Aim 1 :: According to the passage on the fear of public speaking, about what percentage of people in the world is afraid of public speaking?
Aim 2 :: Write out the passage on the fear of public speaking from "Comedian Jerry Seinfeld" to "too can learn.".

Text passage ::
━━━━━━━━━━━━━━━━━━━━

In a recent Public Speaking Master Class, I asked the participants the following question: “Do you know what percentage of people in the world is afraid of public speaking?”
In came the answers, “Fifty percent?”, “Seventy percent?”, ”Sixty-two percent!”, “Ten percent?”….
“About 99 percent” I chimed in.
“Aaah!” The audience gasped.
I continued to prod. “What can you become when you overcome that fear?”
One lady said, “We can be among the top 1 percent in the world.”
That’s so true.
It is said that the number-one fear of most people is the fear of public speaking.
Comedian Jerry Seinfeld made this view popular by saying: “Most people fear public speaking more than death. Which means at a funeral, the person delivering the eulogy would rather be in the casket than be speaking.”
That, however, is an unfair comparison and the wrong conclusion.
Death is something you should fear since it is not in your hands. However, public speaking is different. Public speaking is a skill that can be learned by anyone who can talk. With the right help and guidance, you can learn the skills required to speak in front of any audience and convey your ideas with clarity and confidence.
Then why don’t more people become public speakers?
Most people believe that great speakers are born with the gift of speaking. Therefore, they often end up listening to speakers in awe, without realizing this is a skill they too can learn.

━━━━━━━━━━━━━━━━━━━━

Data listing ::
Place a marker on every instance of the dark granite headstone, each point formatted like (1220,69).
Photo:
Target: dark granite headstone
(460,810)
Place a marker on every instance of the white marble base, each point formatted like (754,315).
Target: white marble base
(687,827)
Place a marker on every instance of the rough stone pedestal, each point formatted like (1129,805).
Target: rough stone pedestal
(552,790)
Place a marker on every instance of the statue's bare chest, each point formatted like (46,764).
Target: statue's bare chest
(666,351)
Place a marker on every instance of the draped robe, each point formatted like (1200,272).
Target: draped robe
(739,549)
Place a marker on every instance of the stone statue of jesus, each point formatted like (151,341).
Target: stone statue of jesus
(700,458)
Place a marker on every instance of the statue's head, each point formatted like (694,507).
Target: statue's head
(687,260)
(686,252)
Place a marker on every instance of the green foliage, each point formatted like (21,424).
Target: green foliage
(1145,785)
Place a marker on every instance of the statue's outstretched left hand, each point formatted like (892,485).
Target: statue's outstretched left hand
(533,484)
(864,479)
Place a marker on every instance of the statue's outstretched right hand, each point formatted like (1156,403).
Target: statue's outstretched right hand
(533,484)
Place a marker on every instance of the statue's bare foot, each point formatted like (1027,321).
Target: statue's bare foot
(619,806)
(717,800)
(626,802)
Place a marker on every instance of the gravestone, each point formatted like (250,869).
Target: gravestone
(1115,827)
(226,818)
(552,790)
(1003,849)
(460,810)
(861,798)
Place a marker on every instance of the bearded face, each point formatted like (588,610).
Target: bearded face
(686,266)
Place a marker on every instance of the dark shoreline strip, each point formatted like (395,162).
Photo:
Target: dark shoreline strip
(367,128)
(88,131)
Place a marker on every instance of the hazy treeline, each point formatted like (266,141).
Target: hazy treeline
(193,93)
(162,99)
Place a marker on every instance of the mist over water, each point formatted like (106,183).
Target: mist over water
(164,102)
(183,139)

━━━━━━━━━━━━━━━━━━━━

Correct answer 1 :: About 99 percent.

Correct answer 2 ::
Comedian Jerry Seinfeld made this view popular by saying: “Most people fear public speaking more than death. Which means at a funeral, the person delivering the eulogy would rather be in the casket than be speaking.”
That, however, is an unfair comparison and the wrong conclusion.
Death is something you should fear since it is not in your hands. However, public speaking is different. Public speaking is a skill that can be learned by anyone who can talk. With the right help and guidance, you can learn the skills required to speak in front of any audience and convey your ideas with clarity and confidence.
Then why don’t more people become public speakers?
Most people believe that great speakers are born with the gift of speaking. Therefore, they often end up listening to speakers in awe, without realizing this is a skill they too can learn.